Text
****************************************
History and Economic History

Can historians and economic historians understand each other? That was the subtext of a panel discussion on “Number Trouble” at last weekend’s meeting of the American Association for Slavic and East European Studies (ASEEES). On the panel were some of my favorite historians of Imperial Russia: David Darrow, Tracy Dennison, Steve Hoch, Yanni Kotsonis, and Katia Pravilova. In the audience were Evgeny Finkel, Amanda Gregg, Martin Kragh, Steve Nafziger, and I—economists and political scientists working on late Imperial and early Soviet Russia. And we talked.

Many historians, I believe, look at social scientists doing history and think: You don’t know where these data came from, you don’t know why they were assembled, and you don’t understand what they meant to the folks at the time they were collected. And yet you insist on sticking these variables into your econometric models and drawing inferences.

Many social scientists, in turn, think: You assume that because the data are noisy we cannot use fancy methods, yet it is precisely because the data are noisy that the methods must be fancy. Done properly, econometrics provides a means of bounding the bias, of asking whether the qualitative conclusions are sensitive to varying assumptions about the data-generating process.

What is to be done when both sides are right? Social scientists will rarely have the nuanced understanding of sources that historians do. At the same time, graduate training and disciplinary incentives imply that historians who truly understand social science will be rare exceptions. Gains from trade will be hard to realize.

One possibility, suggested Steve Hoch, would be for social scientists and historians to coauthor with each other. I like the idea, and I can think of a few good examples, but disciplinary differences imply that such collaboration will be the exception, not the rule.

Maybe we just need to take more opportunities to talk with each other. Martin Kragh suggested after the conference that we should organize panels of historians with social scientists as discussants, and vice versa. My colleague Giuliana Chamedes and I have been trying to do something similar here at UW, with a regular seminar series in History and Politics that draws speakers and audiences from both disciplines. We’re still talking past each other as much as we are talking with each other, but I do think we are at least starting to get used to each other.
****************************************
Supplied data
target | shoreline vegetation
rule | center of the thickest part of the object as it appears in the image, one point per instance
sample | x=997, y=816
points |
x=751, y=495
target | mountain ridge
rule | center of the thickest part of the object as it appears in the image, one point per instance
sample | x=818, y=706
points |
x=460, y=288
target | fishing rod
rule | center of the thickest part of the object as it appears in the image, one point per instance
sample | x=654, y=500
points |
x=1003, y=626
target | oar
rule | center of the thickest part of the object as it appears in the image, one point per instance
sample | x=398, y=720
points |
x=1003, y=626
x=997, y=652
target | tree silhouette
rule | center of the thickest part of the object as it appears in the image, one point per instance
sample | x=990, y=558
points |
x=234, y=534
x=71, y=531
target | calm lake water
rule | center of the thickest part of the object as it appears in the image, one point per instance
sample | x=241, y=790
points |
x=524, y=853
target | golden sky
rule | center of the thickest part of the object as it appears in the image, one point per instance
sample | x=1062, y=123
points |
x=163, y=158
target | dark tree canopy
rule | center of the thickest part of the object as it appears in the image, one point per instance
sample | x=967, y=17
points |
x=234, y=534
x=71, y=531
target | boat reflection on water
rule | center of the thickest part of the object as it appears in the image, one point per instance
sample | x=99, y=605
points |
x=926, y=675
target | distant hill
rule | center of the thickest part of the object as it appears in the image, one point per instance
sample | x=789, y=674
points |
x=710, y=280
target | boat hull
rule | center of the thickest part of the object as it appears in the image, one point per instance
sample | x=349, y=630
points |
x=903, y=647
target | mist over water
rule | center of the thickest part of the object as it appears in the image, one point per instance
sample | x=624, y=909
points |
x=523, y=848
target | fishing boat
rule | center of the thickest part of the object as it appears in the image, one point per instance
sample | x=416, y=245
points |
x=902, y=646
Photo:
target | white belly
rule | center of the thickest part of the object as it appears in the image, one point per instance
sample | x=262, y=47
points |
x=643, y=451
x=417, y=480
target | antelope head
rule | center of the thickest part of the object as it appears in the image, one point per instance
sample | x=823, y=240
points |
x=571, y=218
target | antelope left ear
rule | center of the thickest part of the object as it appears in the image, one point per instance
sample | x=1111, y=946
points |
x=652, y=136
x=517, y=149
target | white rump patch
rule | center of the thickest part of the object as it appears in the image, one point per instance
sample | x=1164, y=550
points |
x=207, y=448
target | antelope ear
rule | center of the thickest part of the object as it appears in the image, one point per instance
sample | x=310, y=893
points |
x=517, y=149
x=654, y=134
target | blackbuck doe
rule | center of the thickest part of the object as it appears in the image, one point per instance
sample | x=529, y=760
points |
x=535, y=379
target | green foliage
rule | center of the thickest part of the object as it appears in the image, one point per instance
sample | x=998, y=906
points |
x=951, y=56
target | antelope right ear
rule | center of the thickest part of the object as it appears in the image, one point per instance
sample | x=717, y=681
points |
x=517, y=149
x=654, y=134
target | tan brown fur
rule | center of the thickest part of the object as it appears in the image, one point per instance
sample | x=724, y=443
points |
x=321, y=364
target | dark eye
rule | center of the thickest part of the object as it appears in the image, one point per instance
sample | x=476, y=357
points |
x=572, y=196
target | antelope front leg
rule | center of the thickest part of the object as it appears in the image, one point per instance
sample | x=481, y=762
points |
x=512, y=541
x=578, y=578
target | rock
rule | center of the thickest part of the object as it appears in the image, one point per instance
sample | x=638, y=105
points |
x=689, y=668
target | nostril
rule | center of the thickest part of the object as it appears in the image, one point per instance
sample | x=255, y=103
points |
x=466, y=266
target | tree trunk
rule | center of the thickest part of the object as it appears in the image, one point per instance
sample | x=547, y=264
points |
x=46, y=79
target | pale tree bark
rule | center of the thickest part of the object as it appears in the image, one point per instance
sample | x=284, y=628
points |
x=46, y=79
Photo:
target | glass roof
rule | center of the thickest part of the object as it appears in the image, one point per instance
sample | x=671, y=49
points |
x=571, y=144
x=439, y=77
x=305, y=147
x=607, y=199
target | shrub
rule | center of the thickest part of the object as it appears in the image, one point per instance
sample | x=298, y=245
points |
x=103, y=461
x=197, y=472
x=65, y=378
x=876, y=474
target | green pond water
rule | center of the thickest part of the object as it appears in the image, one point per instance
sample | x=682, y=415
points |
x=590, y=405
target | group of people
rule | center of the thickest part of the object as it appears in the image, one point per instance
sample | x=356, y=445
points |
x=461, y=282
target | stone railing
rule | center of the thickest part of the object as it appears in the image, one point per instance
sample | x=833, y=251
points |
****************************************
Return the passage of the post on historians and economic historians starting at "Many historians, I" and ending at "the data-generating process.", copied word for word. These rows come from a different source than the text.

Task response
Many historians, I believe, look at social scientists doing history and think: You don’t know where these data came from, you don’t know why they were assembled, and you don’t understand what they meant to the folks at the time they were collected. And yet you insist on sticking these variables into your econometric models and drawing inferences.

Many social scientists, in turn, think: You assume that because the data are noisy we cannot use fancy methods, yet it is precisely because the data are noisy that the methods must be fancy. Done properly, econometrics provides a means of bounding the bias, of asking whether the qualitative conclusions are sensitive to varying assumptions about the data-generating process.